» REQUIRED ACTIONS
#1 Answer from the passage on the origin of life:
(a) How many amino acids does the passage say are found in life?
(b) How many mutations accumulated during the RNA catalyst experiment?
(c) What does the passage name as the source of the continuous energy that life needs?
#2 Write out the passage on the origin of life from "It would help" up to and including "dozen amino acids.".

» PASSAGE PROVIDED

It would help this dialogue if Mr Renner had supplied his assumptions underlying his 1 x 10-65th power. The odds against a protein evolving are not at all that large. Astronomers have detected amino acids in interstellar space and there are only 20 in this thing called life. Altogether, there are several dozen amino acids.
If amino acids can be found in outer space, it follows that they can be found here on earth. Those two facts are merely products of an earlier evolution of the universe iteslf. Evolution of life necessarily follows from evolution of nature itself. Since amino acids tend to cluster, they tend to form naturally as discussed below. How eukaria evolved from archaea or bacteria and where the latter arose are more profound questions, though the general tendency toward complexity is there to drive the many reaction steps.
The requirements are simple in concept, not so simple in execution. At our point in time it seems at least five features are needed for life to arise.
- A boundary separating life from the inorganic world. [The boundary comes about naturally. Carbon forms strong bonds with its neighbors in the periodic table. In this way, hydrocarbons, the stuff life requires, separates naturally from the inorganic world.]
- A continuous energy source to compensate for the energy required to sustain self-replicating systems. Without such a source, life cannot be sustained, much less created. [The sun provides this source. Solar photons impinging plants provide the activation energy required to convert CO2 and water into free oxygen and tissue.]
- A recycling, or coupling mechanism, is needed to prevent exhaustion of the biosphere or life-sustaining resources. [This too is a natural event. It just took longer, as it had to depend on life itself. In modern expression, one example is the not-so-simple carbon cycle where plant life uses energy from the sun to convert atmospheric CO2 and water back to oxygen and tissue from which they came.]
- Reaction pathways must exist permitting increased complexity. [These abound in carbon chemistry but have only been partly charted at present.]
- Catalysts occur naturally and speed complex chemical reactions. [In fact, RNA catalysts themselves have been shown in the laboratory to evolve. Eleven mutations were accumulated in real time during the experiment. The net effect was a 90-fold increase in reaction rate.]
Living networks and organisms must be able to grow, multiply by division or other mechanism. And once in existence they must evolve. [How that happens has become so clear it constitutes a law of nature itself, fully testable in the most-rigorous scientific manner.]
Given suitable precursors exposed to electrical discharges, biologist have demonstrated in the laboratory how amino acids form naturally in nature. Amino acids have an affinity for one another; they naturally join to reduce their total free energy. This follows from the fact that proteins are stable molecules. So the proper reference for calculating probabilities for or against a living organism, must start with the amino acids that like one another in varying degrees and include catalysts, and the possible pathways at temperatures and pressures existing in nature. But that is not what Mr Renner did.

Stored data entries

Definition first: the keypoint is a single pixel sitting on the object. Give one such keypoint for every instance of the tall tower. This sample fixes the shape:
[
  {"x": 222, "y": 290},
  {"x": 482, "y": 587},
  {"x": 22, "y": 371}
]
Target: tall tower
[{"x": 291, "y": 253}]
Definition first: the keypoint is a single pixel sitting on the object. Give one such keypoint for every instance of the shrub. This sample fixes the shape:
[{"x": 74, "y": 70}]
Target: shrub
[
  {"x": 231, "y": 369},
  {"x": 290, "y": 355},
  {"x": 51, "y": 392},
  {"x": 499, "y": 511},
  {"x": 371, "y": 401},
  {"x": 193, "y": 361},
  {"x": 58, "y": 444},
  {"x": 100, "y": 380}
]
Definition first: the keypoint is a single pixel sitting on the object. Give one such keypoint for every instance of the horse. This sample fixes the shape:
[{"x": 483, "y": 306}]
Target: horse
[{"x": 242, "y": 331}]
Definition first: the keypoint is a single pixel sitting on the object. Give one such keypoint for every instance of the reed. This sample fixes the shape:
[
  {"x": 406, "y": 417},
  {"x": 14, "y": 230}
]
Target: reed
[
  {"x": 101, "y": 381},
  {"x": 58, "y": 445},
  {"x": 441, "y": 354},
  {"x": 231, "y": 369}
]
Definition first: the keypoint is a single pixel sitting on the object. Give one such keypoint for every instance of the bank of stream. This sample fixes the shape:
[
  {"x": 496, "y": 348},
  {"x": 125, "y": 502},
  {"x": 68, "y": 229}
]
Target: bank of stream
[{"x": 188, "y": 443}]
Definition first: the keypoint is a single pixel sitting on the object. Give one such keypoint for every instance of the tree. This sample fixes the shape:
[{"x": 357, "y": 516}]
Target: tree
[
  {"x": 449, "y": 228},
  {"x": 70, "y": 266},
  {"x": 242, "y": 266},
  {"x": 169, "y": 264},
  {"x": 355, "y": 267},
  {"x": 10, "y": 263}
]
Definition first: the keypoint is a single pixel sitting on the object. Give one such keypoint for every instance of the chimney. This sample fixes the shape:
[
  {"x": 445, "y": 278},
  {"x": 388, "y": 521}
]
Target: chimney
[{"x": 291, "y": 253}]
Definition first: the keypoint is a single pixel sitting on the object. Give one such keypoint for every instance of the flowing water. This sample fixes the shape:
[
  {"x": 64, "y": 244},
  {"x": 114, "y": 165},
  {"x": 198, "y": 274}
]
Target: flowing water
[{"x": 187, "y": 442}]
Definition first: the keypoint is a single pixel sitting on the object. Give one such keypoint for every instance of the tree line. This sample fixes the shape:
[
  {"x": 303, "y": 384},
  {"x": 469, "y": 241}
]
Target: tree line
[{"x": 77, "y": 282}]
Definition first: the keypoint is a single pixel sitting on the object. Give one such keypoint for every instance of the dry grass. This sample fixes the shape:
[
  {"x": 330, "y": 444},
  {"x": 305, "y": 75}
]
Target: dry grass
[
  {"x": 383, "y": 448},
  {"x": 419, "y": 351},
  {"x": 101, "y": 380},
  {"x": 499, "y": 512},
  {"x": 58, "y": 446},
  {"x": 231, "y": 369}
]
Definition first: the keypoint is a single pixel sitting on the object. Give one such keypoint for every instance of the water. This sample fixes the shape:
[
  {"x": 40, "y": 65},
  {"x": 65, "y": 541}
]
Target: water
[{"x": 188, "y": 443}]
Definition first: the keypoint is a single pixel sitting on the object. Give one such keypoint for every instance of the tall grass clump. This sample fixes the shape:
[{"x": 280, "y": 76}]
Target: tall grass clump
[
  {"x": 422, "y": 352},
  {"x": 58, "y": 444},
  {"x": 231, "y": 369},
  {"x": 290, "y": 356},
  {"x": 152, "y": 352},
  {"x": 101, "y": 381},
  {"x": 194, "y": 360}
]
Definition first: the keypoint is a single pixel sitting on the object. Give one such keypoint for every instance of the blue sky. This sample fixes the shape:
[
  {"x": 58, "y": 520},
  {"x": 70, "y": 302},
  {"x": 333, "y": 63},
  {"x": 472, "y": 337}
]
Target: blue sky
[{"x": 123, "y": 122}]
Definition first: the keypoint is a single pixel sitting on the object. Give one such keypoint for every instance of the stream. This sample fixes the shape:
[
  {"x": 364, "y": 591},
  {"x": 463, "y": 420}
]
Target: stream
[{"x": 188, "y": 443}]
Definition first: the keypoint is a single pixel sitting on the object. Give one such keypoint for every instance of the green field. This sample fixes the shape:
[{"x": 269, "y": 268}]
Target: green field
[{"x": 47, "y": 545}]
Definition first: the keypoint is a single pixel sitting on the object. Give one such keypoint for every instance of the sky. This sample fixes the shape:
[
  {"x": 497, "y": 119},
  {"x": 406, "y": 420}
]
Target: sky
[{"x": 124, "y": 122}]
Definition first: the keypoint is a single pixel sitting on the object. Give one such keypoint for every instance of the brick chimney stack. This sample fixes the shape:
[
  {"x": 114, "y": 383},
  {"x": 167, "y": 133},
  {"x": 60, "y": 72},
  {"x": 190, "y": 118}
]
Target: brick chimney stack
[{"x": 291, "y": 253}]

» ANSWERS
#1
(a) 20
(b) Eleven
(c) The sun

#2
It would help this dialogue if Mr Renner had supplied his assumptions underlying his 1 x 10-65th power. The odds against a protein evolving are not at all that large. Astronomers have detected amino acids in interstellar space and there are only 20 in this thing called life. Altogether, there are several dozen amino acids.